● **WHAT YOU SHOULD DO**
Pick up the forum thread on getting a node's immediate parent in Scrapy and continue it from its last line.

● **EXCERPT PROVIDED**
==================================================

How to get immediate parent node with scrapy in py

2019-08-03 20:45发布

问题:

I am new to scrapy. I want to crawl some data from the web. I got the html document like below.

dom style1:
<div class="user-info">
    <p class="user-name">
        something in p tag
    </p>
    text data I want
</div>

dom style2:
<div class="user-info">
    <div>
        <p class="user-img">
            something in p tag
        </p>
        something in div tag
    </div>
    <div>
        <p class="user-name">
            something in p tag
        </p>
        text data I want
    </div>
</div>

I want to get the data text data I want, now I can use css or xpath selector to get it by check it exists. But I want to know some better ways. For example, I can get css p.user-name first, and then I get it's parent, and then I get it's div/text(), and always the data I want is the text() of the p.user-name's immediate parent div, but the question is, how can I get the immediate parent p.user-name?

回答1:

With xpath you can traverse the xml tree in every direction(parent, sibling, child etc.) where css doesn't support this.
For your case you can get node's parent with xpath .. parent notation:

//p[@class='user-name']/../text()

Explanation:
//p[@class='user-name'] - find <p> nodes with class value user-name.
/.. - select node's parent.
/text() - select text of the current node.

==================================================

● **RECORDS PROVIDED**

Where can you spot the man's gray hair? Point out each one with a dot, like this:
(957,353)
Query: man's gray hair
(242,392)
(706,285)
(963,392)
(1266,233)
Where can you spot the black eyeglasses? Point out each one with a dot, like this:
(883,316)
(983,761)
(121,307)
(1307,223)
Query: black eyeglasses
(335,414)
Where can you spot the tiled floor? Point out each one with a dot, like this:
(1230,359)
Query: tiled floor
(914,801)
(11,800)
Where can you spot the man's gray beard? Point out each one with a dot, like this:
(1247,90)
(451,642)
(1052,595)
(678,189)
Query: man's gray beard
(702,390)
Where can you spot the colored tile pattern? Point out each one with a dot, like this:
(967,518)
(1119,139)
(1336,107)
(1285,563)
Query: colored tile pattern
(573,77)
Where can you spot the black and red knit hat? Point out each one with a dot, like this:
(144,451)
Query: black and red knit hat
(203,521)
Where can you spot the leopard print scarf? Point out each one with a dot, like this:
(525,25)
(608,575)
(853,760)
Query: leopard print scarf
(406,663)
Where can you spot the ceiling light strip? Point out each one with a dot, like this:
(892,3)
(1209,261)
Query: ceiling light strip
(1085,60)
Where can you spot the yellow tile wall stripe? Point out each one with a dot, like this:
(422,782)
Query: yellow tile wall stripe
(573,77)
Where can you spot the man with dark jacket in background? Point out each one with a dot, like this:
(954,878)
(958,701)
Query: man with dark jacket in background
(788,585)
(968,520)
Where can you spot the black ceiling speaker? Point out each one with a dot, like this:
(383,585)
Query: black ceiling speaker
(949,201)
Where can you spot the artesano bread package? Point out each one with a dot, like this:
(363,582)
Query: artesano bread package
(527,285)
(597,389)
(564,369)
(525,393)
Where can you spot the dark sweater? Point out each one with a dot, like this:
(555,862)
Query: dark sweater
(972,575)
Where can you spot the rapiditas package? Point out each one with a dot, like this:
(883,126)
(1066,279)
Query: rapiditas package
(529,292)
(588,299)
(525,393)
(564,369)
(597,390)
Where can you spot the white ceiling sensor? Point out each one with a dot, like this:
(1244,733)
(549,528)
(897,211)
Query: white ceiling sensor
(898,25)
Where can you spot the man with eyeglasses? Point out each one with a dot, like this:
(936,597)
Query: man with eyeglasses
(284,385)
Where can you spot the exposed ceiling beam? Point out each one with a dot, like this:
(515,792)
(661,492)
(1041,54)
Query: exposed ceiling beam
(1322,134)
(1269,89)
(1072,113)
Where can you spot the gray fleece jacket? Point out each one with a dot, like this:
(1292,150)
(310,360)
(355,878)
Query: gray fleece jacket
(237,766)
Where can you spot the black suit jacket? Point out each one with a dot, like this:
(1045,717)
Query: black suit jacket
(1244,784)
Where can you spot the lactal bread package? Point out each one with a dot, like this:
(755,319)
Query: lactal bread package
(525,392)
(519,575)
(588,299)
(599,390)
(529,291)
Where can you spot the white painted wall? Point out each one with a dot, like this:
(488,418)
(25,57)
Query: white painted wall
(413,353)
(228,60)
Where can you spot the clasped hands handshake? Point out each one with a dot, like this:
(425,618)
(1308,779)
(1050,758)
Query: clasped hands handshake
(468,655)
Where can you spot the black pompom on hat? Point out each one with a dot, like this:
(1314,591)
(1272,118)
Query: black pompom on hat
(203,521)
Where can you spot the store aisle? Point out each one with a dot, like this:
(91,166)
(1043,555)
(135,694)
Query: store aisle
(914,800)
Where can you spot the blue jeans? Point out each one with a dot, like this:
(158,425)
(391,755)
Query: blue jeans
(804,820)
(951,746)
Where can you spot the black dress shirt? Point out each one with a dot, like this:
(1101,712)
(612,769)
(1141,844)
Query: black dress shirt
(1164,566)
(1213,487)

==================================================

● **TASK OUTPUT**
This xpath should work in both of your described cases.



回答2:

What about using following-sibling axis?

>>> s = scrapy.Selector(text='''<div class="user-info">
...     <p class="user-name">
...         something in p tag
...     </p>
...     text data I want
... </div>''')
>>> username = s.css('p.user-name')[0]
>>> username.xpath('following-sibling::text()[1]').get()
'\n    text data I want\n'
>>> 

>>> s2 = scrapy.Selector(text='''<div class="user-info">
...     <div>
...         <p class="user-img">
...             something in p tag
...         </p>
...         something in div tag
...     </div>
...     <div>
...         <p class="user-name">
...             something in p tag
...         </p>
...         text data I want
...     </div>
... </div>''')
>>> username = s2.css('p.user-name')[0]
>>> username.xpath('following-sibling::text()[1]').get()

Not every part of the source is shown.